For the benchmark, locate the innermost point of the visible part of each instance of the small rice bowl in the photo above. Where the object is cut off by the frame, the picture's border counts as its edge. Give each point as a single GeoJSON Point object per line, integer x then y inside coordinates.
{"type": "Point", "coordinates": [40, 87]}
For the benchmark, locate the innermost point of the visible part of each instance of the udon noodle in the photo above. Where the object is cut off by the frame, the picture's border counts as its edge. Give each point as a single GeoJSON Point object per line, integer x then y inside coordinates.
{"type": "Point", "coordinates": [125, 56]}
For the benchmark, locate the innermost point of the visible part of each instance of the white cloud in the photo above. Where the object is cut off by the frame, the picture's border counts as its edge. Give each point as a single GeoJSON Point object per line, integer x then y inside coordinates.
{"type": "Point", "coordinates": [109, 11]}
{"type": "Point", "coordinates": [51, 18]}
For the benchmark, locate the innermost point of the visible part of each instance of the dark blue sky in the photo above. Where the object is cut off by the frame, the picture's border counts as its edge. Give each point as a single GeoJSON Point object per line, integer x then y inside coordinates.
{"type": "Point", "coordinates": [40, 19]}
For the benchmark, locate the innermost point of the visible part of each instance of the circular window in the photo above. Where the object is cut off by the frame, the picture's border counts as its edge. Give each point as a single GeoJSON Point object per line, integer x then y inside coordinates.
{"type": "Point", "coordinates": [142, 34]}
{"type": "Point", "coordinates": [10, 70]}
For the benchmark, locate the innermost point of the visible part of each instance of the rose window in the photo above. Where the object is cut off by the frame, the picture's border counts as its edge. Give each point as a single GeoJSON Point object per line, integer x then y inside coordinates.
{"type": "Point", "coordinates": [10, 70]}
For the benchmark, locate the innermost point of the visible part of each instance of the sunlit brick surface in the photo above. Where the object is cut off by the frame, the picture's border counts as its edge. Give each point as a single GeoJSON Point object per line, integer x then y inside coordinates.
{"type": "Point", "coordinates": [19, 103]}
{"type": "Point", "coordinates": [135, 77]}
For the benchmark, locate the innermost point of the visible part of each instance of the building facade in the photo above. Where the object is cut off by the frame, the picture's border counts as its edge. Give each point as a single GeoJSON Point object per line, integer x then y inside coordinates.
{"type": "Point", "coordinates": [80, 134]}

### Your instructions
Pull out every line from the one with "of the sunlit" to the end of the listing, and output only those.

### Correct result
For the benchmark, locate the innermost point of the visible part of each instance of the sunlit brick surface in the photo above. Where the object is cut off by the frame, the picture's border counts as its edge. Give each point as a single GeoJSON Point object per line, integer x then y inside coordinates.
{"type": "Point", "coordinates": [19, 103]}
{"type": "Point", "coordinates": [135, 77]}
For the benchmark, locate the innermost point of the visible part of each instance of the building facade in the photo above. Where the object is cut off by the frame, the picture's border counts as its edge. Give each point as a single GeoJSON Point object per line, integer x then y inside coordinates.
{"type": "Point", "coordinates": [80, 134]}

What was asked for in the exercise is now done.